(PASSAGE TO READ)

##########

In North Carolina, depending on how child custody is determined, the non-custodial parent will have to pay child support to the custodial parent (the parent who has the child the majority of the time). In the event child support is not paid, a portion of the non-custodial parent's wages can be collected by the state and sent to the other parent directly.

How Is Child Support Determined?

First, let's look at how child support is determined. Unless the parents make their own determination of support and it's approved by the court, the court issues a specific amount. This amount is based on North Carolina child support guidelines that bases payment on:

  • Verified gross income
  • Existing support obligations and responsibility for other children
  • Child care costs
  • Health insurance and care costs
  • Any additional extraordinary expenses, such as private school tuition or transportation costs from one parent to another
  • How much time the child spends with each parent

After a support order has been ordered through NC Child Support Services (CSS), it is the paying parent's responsibility to ensure the child support payment is sent on time in the full amount.

Enforcing Child Support Payments

If the obligor parent (the one who is paying support) gets behind on payment, is in arrears, or pays erratically, the parent who is owed must file a contempt action with the court and attend a hearing. Having an attorney file on your behalf ensures the paperwork is completed correctly and your attorney can also represent you at a hearing to help explain the legal proceedings and advocate on your behalf.

It is during this hearing that the custodial parent can receive a court order for wage garnishment, in which the obligor parent's workplace deducts the court-ordered amount from their paycheck and sends it directly to the custodial parent.

Wage Garnishment for Child Support to the Custodial Parent

If you would like your child support attorney to file a motion for wage garnishment order you will need to bring the following information to your hearing:

  • Child's name to whom support is to be paid
  • Employer information of the non-custodial parent
  • Proof in the divorce and custody settlement that the non-custodial parent is under a court order to pay a set amount
  • Proof of delinquent, late, or erratic payment
  • The total amount sought to be withheld

The CSS can have up to 40 percent of the non-custodial parent's disposable income withheld for child support for one child, but this amount can go up for multiple children. In addition to the non-custodial parent's paycheck, tax refunds, unemployment compensation, and bank accounts may be garnished to collect back payments.

##########

(DATASET ROWS)
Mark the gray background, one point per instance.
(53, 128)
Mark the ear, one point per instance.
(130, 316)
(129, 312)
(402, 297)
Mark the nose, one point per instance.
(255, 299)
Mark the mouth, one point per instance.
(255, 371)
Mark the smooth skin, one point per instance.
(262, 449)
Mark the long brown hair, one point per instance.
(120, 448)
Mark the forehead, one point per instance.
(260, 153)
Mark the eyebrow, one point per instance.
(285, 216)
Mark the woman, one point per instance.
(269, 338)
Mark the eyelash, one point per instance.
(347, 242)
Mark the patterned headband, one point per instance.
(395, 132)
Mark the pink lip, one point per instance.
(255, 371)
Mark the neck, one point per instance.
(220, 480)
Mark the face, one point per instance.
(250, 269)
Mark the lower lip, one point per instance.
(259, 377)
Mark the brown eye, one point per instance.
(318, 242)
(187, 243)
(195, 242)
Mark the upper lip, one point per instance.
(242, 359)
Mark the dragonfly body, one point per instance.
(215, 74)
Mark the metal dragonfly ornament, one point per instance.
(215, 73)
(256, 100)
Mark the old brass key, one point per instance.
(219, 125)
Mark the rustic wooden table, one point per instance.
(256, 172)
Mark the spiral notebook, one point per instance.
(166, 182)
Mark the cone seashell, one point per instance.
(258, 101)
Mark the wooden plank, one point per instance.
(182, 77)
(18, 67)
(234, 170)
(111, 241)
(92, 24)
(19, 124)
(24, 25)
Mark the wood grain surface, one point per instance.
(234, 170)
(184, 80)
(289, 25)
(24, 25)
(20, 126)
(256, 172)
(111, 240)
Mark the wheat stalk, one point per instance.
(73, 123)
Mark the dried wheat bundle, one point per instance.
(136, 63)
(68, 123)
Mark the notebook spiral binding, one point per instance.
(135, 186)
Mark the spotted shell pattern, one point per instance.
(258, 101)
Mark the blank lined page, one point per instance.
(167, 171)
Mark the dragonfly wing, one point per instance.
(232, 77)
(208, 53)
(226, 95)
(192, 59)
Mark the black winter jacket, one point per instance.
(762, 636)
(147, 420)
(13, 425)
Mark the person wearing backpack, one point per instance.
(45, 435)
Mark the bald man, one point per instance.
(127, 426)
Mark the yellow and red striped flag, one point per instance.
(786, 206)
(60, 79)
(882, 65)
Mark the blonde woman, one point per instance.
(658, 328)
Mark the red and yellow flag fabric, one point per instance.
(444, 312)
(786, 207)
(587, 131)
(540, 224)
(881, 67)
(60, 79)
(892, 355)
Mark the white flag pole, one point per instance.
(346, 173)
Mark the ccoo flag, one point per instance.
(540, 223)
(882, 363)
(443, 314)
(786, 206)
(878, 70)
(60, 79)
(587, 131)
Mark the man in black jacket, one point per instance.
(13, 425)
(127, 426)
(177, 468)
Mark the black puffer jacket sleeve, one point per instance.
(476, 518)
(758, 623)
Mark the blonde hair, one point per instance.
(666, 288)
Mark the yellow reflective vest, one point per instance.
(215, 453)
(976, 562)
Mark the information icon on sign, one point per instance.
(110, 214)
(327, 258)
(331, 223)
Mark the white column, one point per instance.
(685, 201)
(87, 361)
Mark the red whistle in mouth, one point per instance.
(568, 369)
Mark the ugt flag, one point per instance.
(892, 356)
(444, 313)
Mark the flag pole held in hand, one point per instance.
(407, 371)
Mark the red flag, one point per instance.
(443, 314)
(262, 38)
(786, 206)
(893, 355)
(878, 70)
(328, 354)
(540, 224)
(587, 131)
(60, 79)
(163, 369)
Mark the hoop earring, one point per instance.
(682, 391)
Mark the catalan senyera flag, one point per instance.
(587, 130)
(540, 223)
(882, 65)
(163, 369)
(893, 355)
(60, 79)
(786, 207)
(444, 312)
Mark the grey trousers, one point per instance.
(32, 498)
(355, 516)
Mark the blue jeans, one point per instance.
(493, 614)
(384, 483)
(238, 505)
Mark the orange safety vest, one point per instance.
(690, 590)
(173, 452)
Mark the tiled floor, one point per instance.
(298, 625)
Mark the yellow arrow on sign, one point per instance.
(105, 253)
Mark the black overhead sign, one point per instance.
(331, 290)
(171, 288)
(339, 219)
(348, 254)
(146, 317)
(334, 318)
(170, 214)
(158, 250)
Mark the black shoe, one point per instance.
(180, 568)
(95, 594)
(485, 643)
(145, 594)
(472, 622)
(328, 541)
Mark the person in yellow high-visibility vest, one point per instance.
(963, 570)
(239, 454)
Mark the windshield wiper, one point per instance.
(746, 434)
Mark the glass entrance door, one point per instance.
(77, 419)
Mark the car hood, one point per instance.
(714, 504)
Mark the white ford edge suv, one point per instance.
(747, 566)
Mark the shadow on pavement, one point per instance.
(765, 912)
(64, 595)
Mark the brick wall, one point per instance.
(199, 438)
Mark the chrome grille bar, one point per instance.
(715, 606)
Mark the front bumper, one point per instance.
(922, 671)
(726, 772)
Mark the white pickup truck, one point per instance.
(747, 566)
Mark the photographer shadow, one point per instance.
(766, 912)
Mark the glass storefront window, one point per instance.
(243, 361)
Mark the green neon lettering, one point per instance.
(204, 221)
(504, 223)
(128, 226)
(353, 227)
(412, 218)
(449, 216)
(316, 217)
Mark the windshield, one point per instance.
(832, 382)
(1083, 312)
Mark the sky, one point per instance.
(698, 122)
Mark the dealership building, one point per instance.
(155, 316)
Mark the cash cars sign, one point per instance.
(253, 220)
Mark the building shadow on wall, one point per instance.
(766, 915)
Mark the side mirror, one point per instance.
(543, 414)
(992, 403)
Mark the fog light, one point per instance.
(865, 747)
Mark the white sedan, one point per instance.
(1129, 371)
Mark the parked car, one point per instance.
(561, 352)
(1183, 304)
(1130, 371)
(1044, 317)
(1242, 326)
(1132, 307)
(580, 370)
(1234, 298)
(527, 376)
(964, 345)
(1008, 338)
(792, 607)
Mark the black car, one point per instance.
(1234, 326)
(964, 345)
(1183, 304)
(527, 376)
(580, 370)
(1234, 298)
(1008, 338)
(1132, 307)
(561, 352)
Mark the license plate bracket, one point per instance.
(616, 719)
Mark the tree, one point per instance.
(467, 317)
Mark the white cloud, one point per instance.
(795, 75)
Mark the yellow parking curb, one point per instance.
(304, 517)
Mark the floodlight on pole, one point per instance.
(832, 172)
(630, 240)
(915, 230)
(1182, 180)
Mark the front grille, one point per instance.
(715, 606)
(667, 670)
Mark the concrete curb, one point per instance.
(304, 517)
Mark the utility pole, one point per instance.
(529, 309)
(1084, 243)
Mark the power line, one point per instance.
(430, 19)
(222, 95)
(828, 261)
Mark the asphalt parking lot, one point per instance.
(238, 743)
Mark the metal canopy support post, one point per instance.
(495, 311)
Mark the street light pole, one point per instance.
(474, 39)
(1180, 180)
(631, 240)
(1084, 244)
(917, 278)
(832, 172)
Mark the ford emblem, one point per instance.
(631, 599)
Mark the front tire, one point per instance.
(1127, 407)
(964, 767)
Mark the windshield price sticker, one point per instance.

##########

(TASKS)
(A) According to the child support text, what does a parent gain by having an attorney file the contempt action for them?
(B) Transcribe part of the child support text, beginning at the words "It is during" and stopping after the words "the custodial parent.".

(RESULTS OF THE TASKS)
(A) An attorney makes sure the paperwork is completed correctly. The attorney can also represent the parent at the hearing, explain the legal proceedings and advocate on the parent's behalf.

(B)
It is during this hearing that the custodial parent can receive a court order for wage garnishment, in which the obligor parent's workplace deducts the court-ordered amount from their paycheck and sends it directly to the custodial parent.